[Start Data extract]

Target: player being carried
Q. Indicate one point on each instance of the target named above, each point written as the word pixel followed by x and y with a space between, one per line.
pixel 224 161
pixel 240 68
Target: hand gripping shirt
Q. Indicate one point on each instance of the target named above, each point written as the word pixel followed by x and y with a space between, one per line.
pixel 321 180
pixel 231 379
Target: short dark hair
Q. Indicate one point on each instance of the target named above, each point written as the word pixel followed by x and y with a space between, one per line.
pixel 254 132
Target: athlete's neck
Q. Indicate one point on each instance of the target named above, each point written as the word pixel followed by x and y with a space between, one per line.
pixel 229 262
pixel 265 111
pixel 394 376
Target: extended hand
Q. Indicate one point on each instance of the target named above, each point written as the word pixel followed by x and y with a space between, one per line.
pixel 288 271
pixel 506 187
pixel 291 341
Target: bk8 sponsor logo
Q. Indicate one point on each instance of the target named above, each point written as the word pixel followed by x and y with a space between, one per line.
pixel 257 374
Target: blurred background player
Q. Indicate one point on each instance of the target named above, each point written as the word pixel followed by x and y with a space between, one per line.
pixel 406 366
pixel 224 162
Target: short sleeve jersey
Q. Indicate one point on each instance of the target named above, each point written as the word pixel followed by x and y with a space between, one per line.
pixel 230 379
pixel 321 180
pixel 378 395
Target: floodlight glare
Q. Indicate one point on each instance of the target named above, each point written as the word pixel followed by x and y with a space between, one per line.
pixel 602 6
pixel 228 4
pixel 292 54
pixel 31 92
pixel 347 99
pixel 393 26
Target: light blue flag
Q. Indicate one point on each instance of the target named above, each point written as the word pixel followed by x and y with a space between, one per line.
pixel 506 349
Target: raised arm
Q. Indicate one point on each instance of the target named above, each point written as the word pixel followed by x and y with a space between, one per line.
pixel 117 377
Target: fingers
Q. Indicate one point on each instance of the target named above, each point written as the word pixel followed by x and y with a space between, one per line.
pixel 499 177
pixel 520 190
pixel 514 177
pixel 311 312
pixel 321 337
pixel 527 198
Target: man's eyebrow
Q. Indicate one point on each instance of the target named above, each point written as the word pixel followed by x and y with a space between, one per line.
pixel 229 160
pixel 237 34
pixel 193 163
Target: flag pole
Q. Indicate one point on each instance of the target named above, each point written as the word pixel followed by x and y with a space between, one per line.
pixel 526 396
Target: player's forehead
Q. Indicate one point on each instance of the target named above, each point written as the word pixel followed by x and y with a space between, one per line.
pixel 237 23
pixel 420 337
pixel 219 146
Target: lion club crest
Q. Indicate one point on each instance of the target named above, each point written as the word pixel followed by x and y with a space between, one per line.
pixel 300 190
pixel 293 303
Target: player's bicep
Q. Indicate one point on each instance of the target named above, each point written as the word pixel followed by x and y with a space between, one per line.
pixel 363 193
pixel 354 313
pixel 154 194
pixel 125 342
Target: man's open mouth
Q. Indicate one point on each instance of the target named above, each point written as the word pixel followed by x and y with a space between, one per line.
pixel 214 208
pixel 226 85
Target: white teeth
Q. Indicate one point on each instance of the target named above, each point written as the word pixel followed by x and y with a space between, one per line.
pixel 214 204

[End Data extract]

• **The problem**
Edit the records above by replacing "Indicate" with "Mark" in every one of them. Leave everything else unchanged.

• **Task solution**
Target: player being carried
Q. Mark one point on each instance of the target named above, each point written as the word pixel followed by x and y with a space between, one per line.
pixel 224 161
pixel 240 68
Target: hand gripping shirt
Q. Mark one point on each instance of the target named above, each point written as the word pixel followed by x and y with a space between, one per line.
pixel 321 180
pixel 231 379
Target: short dark hair
Q. Mark one point on each instance of the target named above, each point written as the word pixel followed by x and y with a space between, one per line.
pixel 254 132
Target: athlete's neck
Q. Mark one point on each instance of the target named above, each point written as the word pixel followed by x and y with a space between, one per line.
pixel 229 262
pixel 265 111
pixel 394 376
Target: extended hand
Q. Mark one point on each instance of the target named above, each point written as the word pixel followed by x and y with a space between, one per line.
pixel 288 271
pixel 506 187
pixel 291 341
Target: bk8 sponsor logo
Q. Mark one point on each instance of the target named above, each point written as the word pixel followed by x and y with a space between, one per line.
pixel 257 374
Target: blurred background player
Q. Mark one point on each instance of the target named above, each point written as the word pixel followed by x and y with a space between, one per line.
pixel 406 366
pixel 224 162
Target: short sleeve jersey
Q. Mark one point on each instance of the target named above, each point written as the word pixel followed by x and y with a space between, one per line.
pixel 230 379
pixel 321 180
pixel 378 395
Target: floodlight glare
Q. Mark one point on each instance of the target named above, each point written as the word pixel followed by x and y with a space between, one per line.
pixel 602 6
pixel 228 4
pixel 292 54
pixel 31 92
pixel 347 99
pixel 393 26
Target: light blue flag
Q. Mark one point on each instance of the target named above, each point written as the word pixel followed by x and y with a space between, one per line.
pixel 506 349
Target: raised arm
Q. Mark one point on each instance of the target named above, each point written as the word pixel followed by x and y with a space between, one per line.
pixel 117 377
Target: fingers
Q. Mark one point on each instance of the target named above, each point written as the word pixel followed by x and y with a space between, one per line.
pixel 499 177
pixel 520 190
pixel 514 177
pixel 311 312
pixel 321 337
pixel 527 198
Target: man's eyebrow
Q. Mark one point on each instance of the target named above, each point written as the word pixel followed by x and y with a space between, one per line.
pixel 229 160
pixel 237 34
pixel 193 163
Target: flag pole
Q. Mark one point on each instance of the target named above, each point written as the word pixel followed by x and y with a space between, one per line.
pixel 526 396
Target: player's forehead
Q. Mark one point on each instance of the target named above, each point written as the word pixel followed by x and y with a space between, one per line.
pixel 237 23
pixel 420 337
pixel 219 146
Target: lion club crest
Q. Mark one point on each instance of the target named above, each point written as the word pixel followed by x and y with a space between, one per line.
pixel 300 190
pixel 293 303
Target: player's bicep
Q. Mark one point on each instance of the target named above, each point written as the word pixel followed by x and y with a space between, one per line.
pixel 363 193
pixel 354 313
pixel 154 194
pixel 125 342
Target: man's open mouth
Q. Mark one point on each instance of the target named above, each point written as the word pixel followed by x and y with a space between, one per line.
pixel 214 208
pixel 226 85
Target: white teeth
Q. Mark one point on each instance of the target named above, each point written as the word pixel followed by x and y with a space between, one per line.
pixel 214 204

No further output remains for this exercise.